DATA FOR ANALYSIS section start
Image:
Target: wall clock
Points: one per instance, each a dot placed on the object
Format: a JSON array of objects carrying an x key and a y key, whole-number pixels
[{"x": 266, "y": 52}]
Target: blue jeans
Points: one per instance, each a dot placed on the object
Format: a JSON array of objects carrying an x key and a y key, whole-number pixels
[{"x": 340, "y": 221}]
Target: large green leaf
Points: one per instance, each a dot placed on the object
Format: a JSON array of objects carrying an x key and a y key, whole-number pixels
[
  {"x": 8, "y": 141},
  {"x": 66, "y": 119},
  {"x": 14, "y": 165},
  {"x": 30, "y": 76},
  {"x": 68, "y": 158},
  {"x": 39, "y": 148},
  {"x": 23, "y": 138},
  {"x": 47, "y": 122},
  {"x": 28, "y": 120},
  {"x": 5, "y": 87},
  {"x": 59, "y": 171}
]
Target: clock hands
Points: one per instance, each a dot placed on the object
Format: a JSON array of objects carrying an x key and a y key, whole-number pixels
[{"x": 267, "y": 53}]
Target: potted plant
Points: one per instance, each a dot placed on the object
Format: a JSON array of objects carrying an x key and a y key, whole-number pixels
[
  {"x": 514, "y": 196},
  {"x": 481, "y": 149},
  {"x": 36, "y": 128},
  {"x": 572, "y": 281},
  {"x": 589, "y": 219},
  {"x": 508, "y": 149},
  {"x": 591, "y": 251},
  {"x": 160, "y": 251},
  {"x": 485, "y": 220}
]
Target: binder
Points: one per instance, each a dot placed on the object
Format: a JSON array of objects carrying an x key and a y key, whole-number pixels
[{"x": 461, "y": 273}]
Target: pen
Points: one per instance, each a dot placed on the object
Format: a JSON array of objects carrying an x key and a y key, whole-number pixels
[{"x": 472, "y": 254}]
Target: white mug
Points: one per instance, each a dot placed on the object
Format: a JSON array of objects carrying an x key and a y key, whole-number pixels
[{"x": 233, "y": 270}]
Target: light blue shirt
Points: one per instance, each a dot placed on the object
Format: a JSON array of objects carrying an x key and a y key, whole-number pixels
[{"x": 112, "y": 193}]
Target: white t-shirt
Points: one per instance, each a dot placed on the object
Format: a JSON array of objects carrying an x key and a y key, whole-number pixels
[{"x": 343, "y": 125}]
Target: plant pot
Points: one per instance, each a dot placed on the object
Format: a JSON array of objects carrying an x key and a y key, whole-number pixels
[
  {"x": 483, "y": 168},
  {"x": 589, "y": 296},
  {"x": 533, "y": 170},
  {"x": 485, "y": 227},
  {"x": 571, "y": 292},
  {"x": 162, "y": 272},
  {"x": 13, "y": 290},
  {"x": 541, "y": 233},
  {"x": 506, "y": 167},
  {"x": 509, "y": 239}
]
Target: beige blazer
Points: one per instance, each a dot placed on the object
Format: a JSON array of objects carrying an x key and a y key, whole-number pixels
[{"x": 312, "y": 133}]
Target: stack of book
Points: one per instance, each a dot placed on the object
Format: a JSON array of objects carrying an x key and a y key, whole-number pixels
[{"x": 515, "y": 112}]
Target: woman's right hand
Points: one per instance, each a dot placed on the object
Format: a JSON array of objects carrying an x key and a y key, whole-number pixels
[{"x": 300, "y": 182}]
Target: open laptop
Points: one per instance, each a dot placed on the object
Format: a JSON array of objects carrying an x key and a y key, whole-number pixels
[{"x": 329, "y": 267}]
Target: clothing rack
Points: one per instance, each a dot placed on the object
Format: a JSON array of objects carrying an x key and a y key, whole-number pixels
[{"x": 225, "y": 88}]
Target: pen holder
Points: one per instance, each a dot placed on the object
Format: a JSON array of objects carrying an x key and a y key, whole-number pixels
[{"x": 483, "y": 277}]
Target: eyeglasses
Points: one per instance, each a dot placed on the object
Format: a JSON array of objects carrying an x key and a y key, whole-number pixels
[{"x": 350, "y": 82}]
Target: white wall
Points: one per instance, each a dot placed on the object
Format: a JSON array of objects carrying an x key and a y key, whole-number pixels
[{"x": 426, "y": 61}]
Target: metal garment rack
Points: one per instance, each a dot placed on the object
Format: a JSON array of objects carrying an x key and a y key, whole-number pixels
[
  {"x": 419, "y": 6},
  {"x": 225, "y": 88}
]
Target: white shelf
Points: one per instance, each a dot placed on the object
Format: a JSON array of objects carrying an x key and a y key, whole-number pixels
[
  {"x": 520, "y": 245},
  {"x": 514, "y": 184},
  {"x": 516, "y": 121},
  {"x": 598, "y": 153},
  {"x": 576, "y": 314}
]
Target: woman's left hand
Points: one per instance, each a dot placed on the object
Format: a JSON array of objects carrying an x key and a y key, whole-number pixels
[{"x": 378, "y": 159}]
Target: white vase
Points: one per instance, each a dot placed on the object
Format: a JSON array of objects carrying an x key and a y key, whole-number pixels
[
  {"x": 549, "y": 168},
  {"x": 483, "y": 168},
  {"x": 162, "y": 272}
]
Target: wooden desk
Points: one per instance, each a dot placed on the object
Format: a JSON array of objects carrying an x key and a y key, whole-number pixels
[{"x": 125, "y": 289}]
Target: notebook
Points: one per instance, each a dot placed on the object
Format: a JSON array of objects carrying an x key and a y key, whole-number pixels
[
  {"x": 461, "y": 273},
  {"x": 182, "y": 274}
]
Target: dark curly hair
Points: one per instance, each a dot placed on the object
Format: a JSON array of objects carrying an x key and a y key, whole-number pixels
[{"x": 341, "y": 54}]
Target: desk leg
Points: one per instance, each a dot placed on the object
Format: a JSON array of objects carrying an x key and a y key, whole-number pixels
DATA FOR ANALYSIS section end
> _WHAT YOU NEED TO DO_
Report every line from the listing above where the string "rack" can be found.

> _ANSWER TO THIS TASK_
Target: clothing rack
Target: metal garment rack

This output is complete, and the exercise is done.